* _EXCERPT TO READ_:
For production deployments, create a dedicated semantic model with curated tables, relationships, measures, and hierarchies:
- From the Workspace — Select New Item → Semantic Model → Choose Lakehouse or Warehouse as source
- Select Tables — Pick only the Gold-layer tables needed for your reports
- Define Relationships — Create star schema relationships between fact and dimension tables
- Add Measures — Write DAX measures for KPIs, calculated ratios, and time intelligence
- Set Properties — Configure display folders, formatting, descriptions, and synonyms
New Semantic Model → Source: lh_gold (Lakehouse)
├── Select Tables:
│ ├── ✅ gold_slot_performance (fact)
│ ├── ✅ gold_player_value (fact)

* _DIRECTIVES_:
1. In the semantic model excerpt, rewrite the passage starting at "For production deployments, create" and ending at "Source: lh_gold (Lakehouse)", replacing "star schema" with "snowflake schema".
2. Translate this sentence from the semantic model excerpt into Spanish: "For production deployments, create a dedicated semantic model with curated tables, relationships, measures, and hierarchies:"

* _LISTED RECORDS_:
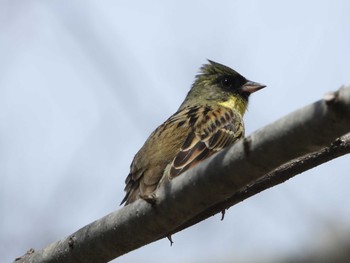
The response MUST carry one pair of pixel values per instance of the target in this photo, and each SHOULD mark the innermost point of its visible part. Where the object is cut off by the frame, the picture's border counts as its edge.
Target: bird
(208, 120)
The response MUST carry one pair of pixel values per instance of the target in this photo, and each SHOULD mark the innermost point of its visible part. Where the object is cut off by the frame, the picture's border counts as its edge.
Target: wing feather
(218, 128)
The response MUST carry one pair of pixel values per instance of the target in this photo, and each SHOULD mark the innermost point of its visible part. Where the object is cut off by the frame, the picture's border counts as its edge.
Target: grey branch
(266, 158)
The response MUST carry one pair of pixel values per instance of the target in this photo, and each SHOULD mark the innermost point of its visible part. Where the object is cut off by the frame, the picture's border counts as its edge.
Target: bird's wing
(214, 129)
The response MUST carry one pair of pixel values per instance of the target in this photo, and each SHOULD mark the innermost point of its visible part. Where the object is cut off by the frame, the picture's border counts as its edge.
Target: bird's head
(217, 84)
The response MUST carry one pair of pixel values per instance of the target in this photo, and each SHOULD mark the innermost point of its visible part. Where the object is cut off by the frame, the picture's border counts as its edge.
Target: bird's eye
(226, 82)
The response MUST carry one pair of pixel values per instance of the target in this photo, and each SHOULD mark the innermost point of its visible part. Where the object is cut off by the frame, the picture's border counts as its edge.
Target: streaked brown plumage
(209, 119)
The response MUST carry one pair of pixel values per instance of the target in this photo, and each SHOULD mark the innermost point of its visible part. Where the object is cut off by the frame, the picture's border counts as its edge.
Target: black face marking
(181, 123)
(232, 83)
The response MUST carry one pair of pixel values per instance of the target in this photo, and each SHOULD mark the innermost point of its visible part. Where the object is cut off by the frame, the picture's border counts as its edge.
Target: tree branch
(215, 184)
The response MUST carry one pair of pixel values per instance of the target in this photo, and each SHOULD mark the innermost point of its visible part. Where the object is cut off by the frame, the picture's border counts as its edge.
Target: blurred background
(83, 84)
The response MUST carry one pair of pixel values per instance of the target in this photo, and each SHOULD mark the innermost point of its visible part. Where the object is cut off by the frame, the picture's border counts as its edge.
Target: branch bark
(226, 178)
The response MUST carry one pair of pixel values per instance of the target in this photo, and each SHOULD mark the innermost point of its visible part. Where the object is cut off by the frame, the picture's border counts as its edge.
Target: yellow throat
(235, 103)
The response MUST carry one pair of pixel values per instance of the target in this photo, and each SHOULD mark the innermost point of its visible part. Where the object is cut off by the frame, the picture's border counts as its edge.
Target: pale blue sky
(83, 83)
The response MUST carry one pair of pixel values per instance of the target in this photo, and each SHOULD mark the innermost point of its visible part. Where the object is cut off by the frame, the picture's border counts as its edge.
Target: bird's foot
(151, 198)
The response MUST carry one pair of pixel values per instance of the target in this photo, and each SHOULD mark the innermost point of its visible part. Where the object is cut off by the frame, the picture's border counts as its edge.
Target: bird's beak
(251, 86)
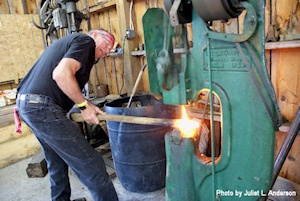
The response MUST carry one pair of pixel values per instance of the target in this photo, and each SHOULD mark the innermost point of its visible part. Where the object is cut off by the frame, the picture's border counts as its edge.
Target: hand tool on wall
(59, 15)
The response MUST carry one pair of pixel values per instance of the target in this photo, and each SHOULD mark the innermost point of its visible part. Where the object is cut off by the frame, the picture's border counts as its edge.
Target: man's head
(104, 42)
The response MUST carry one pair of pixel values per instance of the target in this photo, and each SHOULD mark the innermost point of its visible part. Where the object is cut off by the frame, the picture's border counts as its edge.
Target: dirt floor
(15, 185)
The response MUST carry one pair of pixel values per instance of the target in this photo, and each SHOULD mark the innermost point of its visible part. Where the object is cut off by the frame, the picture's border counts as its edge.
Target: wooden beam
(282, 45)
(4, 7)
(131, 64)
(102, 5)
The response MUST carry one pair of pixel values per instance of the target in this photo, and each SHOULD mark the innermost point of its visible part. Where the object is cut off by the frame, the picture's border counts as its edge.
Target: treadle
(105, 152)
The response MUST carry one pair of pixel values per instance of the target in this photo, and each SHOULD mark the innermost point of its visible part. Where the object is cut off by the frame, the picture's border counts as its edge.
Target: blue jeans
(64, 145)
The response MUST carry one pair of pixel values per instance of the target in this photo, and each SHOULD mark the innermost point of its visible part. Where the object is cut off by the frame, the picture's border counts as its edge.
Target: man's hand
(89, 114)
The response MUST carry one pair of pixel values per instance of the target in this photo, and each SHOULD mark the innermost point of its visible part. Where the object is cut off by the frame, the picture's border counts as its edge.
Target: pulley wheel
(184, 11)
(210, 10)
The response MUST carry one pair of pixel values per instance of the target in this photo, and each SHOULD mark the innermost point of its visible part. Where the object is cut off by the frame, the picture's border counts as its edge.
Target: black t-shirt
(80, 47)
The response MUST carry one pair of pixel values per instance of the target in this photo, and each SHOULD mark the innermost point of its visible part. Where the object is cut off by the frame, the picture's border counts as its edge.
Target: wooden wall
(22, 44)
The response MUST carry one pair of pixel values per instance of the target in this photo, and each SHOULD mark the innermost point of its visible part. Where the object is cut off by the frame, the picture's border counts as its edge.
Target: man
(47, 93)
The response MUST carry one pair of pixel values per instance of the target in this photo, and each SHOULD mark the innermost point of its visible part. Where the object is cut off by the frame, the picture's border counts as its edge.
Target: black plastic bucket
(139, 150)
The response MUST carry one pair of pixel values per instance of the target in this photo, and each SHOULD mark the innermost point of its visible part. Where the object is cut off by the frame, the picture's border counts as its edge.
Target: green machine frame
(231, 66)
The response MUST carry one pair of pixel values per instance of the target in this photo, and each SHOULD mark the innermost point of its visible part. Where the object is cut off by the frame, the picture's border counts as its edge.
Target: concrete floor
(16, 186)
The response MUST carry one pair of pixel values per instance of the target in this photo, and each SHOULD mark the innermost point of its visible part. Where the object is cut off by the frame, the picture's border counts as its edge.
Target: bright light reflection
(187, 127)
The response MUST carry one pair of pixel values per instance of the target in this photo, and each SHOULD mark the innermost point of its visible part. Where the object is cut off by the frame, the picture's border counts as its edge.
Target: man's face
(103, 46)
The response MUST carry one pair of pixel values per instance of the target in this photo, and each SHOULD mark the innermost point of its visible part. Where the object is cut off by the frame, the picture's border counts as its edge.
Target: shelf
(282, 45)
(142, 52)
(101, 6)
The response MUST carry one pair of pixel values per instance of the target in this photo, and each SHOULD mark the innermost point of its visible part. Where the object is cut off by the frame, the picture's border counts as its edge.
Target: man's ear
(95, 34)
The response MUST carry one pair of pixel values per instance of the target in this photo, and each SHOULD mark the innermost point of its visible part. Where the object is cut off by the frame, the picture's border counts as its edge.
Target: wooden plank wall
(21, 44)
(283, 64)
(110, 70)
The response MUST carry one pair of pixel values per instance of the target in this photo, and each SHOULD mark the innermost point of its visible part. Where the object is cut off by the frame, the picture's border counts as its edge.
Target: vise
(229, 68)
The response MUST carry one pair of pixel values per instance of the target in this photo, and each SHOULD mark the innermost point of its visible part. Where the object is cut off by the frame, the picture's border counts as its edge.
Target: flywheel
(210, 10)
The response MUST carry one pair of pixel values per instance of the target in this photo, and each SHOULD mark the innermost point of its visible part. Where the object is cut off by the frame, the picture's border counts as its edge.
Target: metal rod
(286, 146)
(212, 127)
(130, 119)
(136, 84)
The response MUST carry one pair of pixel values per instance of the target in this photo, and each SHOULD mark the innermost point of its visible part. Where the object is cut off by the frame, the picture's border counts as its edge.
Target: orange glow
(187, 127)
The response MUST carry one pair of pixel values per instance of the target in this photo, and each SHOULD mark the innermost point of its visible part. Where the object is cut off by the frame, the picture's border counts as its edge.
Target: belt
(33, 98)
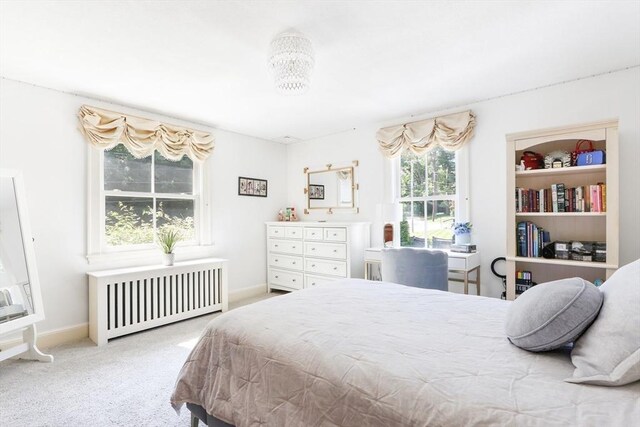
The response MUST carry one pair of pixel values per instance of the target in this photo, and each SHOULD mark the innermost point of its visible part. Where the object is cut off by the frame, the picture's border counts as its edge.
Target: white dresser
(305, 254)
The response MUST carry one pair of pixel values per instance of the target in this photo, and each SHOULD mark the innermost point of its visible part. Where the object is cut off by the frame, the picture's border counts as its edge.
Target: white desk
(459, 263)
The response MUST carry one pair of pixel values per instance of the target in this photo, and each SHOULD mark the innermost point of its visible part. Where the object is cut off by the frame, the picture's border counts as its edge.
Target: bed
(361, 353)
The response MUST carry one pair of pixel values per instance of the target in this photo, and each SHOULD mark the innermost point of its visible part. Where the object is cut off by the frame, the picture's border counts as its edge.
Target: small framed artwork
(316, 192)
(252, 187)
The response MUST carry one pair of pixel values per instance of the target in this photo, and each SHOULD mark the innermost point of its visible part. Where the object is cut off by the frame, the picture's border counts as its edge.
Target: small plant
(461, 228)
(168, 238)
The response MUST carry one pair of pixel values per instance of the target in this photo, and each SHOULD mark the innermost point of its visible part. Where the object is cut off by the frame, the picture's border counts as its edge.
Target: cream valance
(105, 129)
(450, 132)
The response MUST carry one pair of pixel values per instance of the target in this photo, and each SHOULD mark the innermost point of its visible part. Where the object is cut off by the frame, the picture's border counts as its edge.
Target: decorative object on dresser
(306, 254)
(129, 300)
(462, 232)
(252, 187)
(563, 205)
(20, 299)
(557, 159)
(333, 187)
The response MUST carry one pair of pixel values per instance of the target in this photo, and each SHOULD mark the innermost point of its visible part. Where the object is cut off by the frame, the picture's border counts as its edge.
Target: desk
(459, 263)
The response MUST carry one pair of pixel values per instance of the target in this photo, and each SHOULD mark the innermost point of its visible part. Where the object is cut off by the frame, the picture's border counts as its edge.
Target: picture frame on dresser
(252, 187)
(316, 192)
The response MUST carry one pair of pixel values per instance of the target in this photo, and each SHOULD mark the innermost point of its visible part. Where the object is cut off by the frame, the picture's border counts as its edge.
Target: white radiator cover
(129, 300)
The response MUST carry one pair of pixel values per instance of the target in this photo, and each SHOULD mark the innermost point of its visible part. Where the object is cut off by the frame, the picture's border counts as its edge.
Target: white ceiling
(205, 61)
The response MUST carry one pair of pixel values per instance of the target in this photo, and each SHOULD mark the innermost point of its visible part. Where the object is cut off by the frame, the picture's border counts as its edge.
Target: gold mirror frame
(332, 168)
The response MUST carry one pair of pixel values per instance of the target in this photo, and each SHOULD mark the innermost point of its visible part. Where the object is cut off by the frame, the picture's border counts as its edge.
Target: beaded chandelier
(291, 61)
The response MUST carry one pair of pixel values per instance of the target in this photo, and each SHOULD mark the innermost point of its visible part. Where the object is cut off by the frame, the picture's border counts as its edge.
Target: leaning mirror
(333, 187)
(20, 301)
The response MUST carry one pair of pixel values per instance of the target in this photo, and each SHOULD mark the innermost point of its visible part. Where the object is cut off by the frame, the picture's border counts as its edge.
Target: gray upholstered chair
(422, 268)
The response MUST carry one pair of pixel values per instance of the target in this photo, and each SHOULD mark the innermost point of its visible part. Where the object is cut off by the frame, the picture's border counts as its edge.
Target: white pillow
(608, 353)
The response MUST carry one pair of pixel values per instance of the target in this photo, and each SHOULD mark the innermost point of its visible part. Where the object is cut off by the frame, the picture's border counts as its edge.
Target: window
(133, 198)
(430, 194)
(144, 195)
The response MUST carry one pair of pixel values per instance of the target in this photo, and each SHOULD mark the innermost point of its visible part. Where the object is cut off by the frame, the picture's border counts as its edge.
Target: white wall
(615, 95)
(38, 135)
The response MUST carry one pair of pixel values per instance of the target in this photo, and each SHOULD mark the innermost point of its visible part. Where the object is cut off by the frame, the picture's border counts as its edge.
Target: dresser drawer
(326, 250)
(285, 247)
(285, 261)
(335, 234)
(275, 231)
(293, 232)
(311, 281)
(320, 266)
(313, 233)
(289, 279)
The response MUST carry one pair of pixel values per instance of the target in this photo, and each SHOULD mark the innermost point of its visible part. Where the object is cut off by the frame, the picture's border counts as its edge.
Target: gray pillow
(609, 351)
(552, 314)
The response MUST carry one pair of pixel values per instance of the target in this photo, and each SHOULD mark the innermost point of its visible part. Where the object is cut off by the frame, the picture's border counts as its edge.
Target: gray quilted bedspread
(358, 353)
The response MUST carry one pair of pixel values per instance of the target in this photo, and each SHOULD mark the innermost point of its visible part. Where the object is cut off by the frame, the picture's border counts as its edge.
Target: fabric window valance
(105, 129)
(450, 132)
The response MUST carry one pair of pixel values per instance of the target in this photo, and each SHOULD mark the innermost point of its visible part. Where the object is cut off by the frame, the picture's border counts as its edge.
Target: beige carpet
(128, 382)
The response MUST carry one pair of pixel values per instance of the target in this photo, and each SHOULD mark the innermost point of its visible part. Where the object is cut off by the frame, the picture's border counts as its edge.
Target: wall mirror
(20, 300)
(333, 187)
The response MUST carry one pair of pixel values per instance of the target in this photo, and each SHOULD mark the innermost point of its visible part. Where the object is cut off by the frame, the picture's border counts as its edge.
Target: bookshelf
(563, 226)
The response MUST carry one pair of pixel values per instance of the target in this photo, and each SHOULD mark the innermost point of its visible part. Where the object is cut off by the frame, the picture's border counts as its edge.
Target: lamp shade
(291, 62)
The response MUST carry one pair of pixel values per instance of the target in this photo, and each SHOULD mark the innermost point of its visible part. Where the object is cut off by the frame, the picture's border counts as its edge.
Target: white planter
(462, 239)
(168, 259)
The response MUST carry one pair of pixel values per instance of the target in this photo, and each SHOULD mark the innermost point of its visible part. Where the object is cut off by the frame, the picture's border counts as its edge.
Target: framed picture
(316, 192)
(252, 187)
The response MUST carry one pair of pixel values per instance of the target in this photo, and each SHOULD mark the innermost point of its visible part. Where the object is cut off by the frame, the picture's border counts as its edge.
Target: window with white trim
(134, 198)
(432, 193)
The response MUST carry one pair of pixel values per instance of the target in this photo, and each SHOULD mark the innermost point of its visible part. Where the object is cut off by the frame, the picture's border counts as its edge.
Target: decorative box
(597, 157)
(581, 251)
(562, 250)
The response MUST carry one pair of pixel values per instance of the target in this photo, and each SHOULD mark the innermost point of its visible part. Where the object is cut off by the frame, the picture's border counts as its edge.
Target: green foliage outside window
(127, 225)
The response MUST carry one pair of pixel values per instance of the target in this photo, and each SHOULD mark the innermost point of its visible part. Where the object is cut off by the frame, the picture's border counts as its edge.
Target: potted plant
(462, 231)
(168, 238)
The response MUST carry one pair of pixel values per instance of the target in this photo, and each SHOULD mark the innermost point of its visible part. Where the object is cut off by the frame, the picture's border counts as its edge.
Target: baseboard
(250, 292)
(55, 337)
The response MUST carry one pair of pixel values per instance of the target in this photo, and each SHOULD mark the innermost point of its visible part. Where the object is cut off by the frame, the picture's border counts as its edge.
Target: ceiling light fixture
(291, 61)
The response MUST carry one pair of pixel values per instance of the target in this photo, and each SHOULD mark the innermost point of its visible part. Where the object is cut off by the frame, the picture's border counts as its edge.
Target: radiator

* _EXPECTED RESULTS_:
1.
For production deployments, create a dedicated semantic model with curated tables, relationships, measures, and hierarchies:
- From the Workspace — Select New Item → Semantic Model → Choose Lakehouse or Warehouse as source
- Select Tables — Pick only the Gold-layer tables needed for your reports
- Define Relationships — Create snowflake schema relationships between fact and dimension tables
- Add Measures — Write DAX measures for KPIs, calculated ratios, and time intelligence
- Set Properties — Configure display folders, formatting, descriptions, and synonyms
New Semantic Model → Source: lh_gold (Lakehouse)

2. Para implementaciones en producción, cree un modelo semántico dedicado con tablas, relaciones, medidas y jerarquías seleccionadas: